**INSTRUCTIONS FOR THE TASK**
Which lines in the items below contain the string "beaded"? Pull out each of them in full, treating uppercase and lowercase as different.
----- EXERCISE MATERIAL
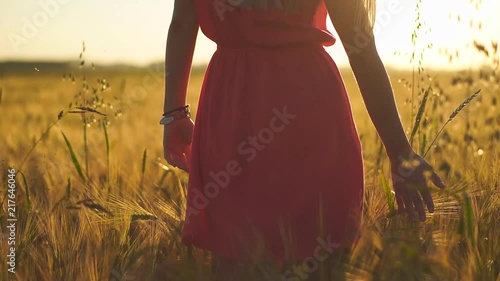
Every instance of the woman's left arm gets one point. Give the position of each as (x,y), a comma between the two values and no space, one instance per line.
(181,42)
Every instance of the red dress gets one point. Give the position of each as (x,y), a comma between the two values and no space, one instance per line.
(275,149)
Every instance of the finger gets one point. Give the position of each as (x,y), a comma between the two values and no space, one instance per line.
(426,195)
(417,202)
(184,163)
(436,180)
(408,205)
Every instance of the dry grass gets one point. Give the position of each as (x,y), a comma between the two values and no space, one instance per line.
(123,222)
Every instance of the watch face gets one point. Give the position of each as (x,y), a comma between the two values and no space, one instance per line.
(166,120)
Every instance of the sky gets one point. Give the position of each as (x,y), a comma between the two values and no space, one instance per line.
(133,31)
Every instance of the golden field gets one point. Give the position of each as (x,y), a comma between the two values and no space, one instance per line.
(118,214)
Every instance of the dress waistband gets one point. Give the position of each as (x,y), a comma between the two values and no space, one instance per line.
(233,48)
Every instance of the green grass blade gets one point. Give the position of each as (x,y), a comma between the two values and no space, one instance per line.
(74,159)
(26,187)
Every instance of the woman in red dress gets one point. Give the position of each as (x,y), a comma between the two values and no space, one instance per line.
(274,160)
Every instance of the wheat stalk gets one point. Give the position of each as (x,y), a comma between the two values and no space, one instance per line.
(453,115)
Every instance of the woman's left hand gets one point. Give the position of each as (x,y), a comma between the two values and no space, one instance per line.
(410,185)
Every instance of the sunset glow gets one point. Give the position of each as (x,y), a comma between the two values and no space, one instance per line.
(135,32)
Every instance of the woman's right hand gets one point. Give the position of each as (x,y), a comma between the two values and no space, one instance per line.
(177,137)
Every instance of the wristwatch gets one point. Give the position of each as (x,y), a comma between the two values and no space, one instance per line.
(165,120)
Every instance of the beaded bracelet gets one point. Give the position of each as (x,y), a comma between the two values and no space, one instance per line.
(165,120)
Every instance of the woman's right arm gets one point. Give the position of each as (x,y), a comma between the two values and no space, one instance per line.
(350,19)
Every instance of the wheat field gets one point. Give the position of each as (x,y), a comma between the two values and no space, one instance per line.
(102,204)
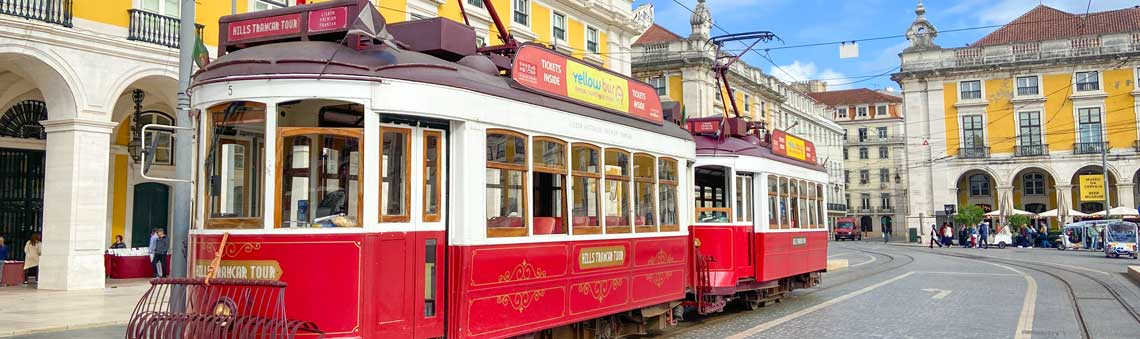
----------
**EXPECTED ANSWER**
Every instance of the beaded bracelet gets one point. Give the position of each as (x,y), a comma between the two values and no space, one instance per line.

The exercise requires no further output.